## Introduction

Welcome 👋!

First of all, thank you for helping the world become more privacy-friendly by using PySyft. This notebook is primarily intended for **data scientists** and it will guide you into how to make use of all the capabilities PySyft has to offer in the latest version 0.8.

This tutorial will cover three parts:\
(1) 👉 Understanding the workflow\
(2) 👉 How to send your first code request\
(3) 👉 What queries are supported in syft 0.8

## Part 1 - Understanding the workflow

#### Getting started
You would like to pursue research in the field of algorithmic transparency to protect the rights of social media users. We collaborated with private companies that made available via PySyft an initial set of datasets to enable such research.

They will provide access to their data, as explained below. At this stage, you should have received an URL and credential information (email and password) from a designated data manager. A data manager is a company representative who will collaborate with you to provide access to the data.

Without the credentials, you cannot login into PySyft API or platform, and thus cannot carry out your research tasks. Please reach out to the data managers if you have not received instructions about logging in.

#### The role of data managers
Data managers are PySyft users on behalf of companies, who are responsible for datasets. They can upload, edit and remove datasets. Most importantly, a data manager is the person who will share the login credentials with you in the first place, and and who will approve your code requests (also named code queries, or code submissions).

Entries shown:
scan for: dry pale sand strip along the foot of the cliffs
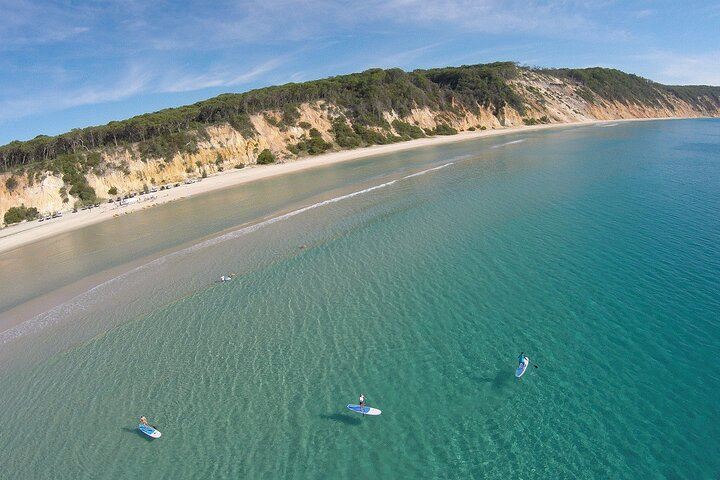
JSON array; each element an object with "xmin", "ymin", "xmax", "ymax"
[{"xmin": 0, "ymin": 117, "xmax": 681, "ymax": 254}]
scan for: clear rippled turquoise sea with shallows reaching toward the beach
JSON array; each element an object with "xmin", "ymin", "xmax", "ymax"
[{"xmin": 0, "ymin": 120, "xmax": 720, "ymax": 479}]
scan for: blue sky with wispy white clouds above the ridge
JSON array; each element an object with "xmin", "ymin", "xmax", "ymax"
[{"xmin": 0, "ymin": 0, "xmax": 720, "ymax": 145}]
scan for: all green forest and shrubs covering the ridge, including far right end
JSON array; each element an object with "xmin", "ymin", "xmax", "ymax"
[{"xmin": 0, "ymin": 62, "xmax": 720, "ymax": 175}]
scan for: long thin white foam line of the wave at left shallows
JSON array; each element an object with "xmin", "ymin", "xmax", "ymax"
[{"xmin": 0, "ymin": 162, "xmax": 454, "ymax": 345}]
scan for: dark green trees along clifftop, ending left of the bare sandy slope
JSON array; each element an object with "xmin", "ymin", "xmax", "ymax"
[{"xmin": 0, "ymin": 62, "xmax": 523, "ymax": 170}]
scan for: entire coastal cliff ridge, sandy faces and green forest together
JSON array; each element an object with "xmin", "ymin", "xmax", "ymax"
[{"xmin": 0, "ymin": 63, "xmax": 720, "ymax": 223}]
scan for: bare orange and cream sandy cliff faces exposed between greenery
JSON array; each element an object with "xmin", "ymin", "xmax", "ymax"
[{"xmin": 0, "ymin": 70, "xmax": 720, "ymax": 223}]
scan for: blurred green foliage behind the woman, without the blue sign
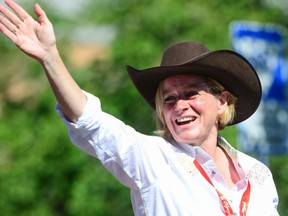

Work request: List every part that the PySyft introduction says its tutorial will cover.

Response box:
1. Understanding the workflow
2. How to send your first code request
3. What queries are supported in syft 0.8